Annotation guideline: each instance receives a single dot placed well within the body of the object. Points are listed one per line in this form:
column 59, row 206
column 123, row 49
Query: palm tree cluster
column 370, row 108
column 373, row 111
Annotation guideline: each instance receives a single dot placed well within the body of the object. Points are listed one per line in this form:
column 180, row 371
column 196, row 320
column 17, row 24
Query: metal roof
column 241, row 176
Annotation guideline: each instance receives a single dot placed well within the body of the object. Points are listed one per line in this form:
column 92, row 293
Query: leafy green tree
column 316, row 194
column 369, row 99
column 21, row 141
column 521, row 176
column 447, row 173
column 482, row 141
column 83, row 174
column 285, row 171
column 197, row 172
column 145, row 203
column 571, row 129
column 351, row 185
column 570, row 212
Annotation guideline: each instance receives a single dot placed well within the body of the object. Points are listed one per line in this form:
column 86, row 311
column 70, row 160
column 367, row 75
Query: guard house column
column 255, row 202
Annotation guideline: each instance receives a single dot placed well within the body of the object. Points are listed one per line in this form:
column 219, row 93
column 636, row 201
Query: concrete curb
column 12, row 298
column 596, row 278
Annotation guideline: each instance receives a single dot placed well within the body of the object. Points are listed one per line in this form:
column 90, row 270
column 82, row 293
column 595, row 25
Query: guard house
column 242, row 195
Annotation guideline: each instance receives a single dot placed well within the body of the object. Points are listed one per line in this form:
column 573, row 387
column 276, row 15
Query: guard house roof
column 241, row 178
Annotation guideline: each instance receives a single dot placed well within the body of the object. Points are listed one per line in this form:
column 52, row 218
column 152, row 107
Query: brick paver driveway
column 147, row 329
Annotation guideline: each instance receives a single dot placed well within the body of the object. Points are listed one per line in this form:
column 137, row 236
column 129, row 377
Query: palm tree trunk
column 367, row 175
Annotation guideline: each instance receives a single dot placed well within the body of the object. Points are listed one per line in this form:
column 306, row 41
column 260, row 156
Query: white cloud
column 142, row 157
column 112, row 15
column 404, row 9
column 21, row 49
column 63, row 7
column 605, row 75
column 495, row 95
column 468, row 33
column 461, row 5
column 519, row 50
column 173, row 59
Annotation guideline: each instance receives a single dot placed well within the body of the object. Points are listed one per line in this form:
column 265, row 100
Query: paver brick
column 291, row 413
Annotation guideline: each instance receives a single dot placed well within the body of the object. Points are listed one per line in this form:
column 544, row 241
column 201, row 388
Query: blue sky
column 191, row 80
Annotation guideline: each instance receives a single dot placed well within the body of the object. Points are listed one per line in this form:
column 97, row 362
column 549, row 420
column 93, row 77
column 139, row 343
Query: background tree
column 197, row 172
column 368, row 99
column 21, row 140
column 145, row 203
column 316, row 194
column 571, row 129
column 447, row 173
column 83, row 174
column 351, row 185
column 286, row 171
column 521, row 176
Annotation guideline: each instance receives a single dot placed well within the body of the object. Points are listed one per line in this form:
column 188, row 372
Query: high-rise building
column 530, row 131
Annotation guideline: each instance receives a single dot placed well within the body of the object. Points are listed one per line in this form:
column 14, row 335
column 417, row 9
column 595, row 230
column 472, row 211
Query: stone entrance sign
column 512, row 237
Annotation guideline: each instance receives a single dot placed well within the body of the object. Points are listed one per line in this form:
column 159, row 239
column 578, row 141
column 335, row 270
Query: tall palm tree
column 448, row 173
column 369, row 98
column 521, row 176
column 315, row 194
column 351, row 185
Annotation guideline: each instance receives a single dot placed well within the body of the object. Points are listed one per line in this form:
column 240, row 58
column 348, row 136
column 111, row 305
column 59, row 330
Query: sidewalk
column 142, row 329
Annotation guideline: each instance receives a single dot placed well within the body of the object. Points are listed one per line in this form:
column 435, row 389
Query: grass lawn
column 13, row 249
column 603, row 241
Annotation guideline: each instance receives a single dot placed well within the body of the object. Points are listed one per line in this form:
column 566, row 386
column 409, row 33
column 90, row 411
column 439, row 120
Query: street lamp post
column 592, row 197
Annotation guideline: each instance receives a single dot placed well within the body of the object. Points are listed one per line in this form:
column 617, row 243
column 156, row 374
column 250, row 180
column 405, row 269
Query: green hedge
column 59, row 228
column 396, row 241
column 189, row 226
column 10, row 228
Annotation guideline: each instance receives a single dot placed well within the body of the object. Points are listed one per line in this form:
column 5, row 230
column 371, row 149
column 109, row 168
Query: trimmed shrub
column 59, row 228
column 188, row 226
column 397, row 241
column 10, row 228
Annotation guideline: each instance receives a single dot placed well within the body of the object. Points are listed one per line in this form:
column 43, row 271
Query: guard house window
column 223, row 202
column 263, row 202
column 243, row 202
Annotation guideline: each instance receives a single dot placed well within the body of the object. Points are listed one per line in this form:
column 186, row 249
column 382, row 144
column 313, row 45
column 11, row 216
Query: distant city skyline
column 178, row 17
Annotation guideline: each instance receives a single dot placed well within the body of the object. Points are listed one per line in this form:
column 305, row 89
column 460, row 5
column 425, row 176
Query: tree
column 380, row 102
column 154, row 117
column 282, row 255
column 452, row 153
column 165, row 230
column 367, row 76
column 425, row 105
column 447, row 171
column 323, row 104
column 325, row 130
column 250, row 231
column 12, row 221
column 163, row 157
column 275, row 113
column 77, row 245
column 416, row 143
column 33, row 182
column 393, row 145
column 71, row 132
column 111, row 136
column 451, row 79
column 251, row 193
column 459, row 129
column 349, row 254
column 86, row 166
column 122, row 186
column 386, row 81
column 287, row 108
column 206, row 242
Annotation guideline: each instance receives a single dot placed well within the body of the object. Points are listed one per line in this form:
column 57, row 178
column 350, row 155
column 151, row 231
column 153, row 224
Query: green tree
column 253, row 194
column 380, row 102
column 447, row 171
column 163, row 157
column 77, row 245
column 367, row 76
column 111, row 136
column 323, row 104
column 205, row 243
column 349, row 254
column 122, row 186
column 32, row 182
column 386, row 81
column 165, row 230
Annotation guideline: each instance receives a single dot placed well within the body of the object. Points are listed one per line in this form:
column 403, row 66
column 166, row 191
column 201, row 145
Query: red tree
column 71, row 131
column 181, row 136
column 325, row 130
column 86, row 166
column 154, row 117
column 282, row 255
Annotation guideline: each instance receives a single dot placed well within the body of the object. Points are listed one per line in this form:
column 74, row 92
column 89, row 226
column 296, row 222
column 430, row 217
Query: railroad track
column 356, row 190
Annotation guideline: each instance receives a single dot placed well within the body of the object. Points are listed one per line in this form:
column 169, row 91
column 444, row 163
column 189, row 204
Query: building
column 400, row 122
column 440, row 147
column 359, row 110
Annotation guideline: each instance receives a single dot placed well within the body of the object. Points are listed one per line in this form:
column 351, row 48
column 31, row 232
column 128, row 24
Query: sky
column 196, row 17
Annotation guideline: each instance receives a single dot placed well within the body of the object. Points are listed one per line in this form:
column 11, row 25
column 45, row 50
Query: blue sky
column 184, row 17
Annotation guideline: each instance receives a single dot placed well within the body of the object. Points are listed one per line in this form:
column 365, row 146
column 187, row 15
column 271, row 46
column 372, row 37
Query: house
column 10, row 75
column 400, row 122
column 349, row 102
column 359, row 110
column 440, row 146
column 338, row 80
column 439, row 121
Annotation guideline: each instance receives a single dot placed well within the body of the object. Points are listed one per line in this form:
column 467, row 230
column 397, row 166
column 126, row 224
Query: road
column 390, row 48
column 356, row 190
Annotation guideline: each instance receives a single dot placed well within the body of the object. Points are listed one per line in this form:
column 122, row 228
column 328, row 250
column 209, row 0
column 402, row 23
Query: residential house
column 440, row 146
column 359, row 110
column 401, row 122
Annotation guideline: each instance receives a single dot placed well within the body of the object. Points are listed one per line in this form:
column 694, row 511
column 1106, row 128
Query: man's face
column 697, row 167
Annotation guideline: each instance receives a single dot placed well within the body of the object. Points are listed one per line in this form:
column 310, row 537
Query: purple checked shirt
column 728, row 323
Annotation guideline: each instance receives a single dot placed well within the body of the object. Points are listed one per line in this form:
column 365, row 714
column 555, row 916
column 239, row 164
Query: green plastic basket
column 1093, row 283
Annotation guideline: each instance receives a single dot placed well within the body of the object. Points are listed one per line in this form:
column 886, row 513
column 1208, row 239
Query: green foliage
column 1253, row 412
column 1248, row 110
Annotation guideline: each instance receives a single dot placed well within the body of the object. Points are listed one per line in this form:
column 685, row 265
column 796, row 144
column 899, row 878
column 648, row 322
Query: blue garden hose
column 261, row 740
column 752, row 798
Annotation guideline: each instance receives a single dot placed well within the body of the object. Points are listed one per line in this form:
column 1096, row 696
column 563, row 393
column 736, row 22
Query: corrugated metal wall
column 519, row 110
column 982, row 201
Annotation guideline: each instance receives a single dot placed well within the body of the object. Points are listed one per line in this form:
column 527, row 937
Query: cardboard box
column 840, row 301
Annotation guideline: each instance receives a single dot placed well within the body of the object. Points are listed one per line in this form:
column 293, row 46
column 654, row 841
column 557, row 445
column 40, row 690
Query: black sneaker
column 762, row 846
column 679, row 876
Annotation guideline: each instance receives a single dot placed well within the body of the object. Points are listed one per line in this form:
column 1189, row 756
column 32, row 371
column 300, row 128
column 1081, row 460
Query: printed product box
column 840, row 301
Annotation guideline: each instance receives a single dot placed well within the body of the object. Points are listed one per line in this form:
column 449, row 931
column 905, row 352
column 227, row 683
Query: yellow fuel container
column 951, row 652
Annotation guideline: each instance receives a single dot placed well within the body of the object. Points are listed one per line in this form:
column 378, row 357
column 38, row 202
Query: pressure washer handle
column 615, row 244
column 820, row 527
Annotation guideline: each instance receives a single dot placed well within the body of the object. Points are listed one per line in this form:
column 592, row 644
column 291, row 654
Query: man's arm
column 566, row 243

============================================================

● **Exercise requirements**:
Collect every line from the rows above that contains the word "metal", treating uppercase and lowercase letters as different.

● **Task result**:
Query: metal roof
Query: corrugated metal wall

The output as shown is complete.